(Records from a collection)
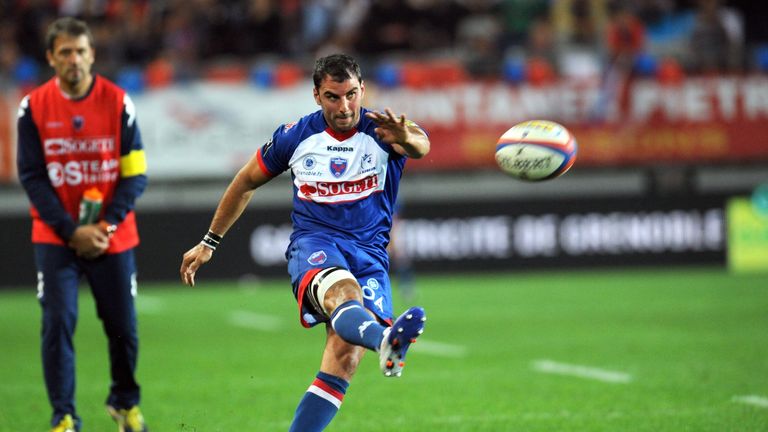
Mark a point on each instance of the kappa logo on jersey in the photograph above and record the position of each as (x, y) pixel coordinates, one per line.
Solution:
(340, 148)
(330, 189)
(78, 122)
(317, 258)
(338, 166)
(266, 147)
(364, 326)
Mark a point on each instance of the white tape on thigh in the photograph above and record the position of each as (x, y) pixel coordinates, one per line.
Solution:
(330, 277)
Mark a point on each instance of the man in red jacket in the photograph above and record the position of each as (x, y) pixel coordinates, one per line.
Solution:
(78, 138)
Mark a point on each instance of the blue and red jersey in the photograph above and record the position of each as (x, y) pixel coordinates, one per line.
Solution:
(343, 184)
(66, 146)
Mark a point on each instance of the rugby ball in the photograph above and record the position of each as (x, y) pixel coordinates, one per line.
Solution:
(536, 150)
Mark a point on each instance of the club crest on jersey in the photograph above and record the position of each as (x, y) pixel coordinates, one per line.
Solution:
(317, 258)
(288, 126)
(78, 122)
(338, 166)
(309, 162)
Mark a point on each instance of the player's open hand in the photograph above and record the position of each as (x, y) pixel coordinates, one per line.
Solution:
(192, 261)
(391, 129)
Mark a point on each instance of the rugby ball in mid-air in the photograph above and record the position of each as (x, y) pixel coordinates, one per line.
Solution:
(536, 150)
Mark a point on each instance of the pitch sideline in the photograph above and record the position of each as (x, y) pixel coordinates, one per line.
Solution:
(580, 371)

### What is expected
Your copy should repeat each entry above exactly but contain no pictures.

### Task solution
Mark a point on each instance of the kappa logo on jersey in the photograph above and record the position of each as (x, y) pixel coordinates, one per line.
Solution:
(340, 148)
(330, 189)
(78, 122)
(317, 258)
(338, 166)
(266, 147)
(364, 326)
Mark a point on each instance of the white tape on thigh in the photograph above and record the position of each as (x, y) pixel coordinates, one per line.
Solution:
(330, 277)
Mark a point on each instance of the man in red jacket in the photograph above and record the position of each as (x, y) pixel coordinates, one per line.
Solution:
(78, 138)
Mark a point on each instance of the blue and red jersey in the photograph above and record the position of each as (x, y) pixel coordinates, one per line.
Solution:
(343, 184)
(66, 146)
Mark a point on each instance of the rugby ball in the photograph above and record the position of each as (x, y) pixel coordinates, one per line.
Solution:
(536, 150)
Mark a point on each instance of the club crest on jersey in the photograph above and record the position of each as (x, y) pixel coordinates, one per line.
Solution:
(317, 258)
(288, 126)
(78, 122)
(338, 166)
(309, 162)
Mark a point on each instance of the player's open hand in the photograph above and record the position of each as (x, y) pixel coordinates, one per line.
Solution:
(192, 261)
(391, 129)
Mark a point on each instance of the rugby ball in mid-air in the photograph above and record the position of each as (x, y) pixel coordinates, one per line.
Solution:
(536, 150)
Mark a point on each instance of the pitch sideline in the photograph above and record the position of each as (x, y) pixel coordinates, one per line.
Solution:
(580, 371)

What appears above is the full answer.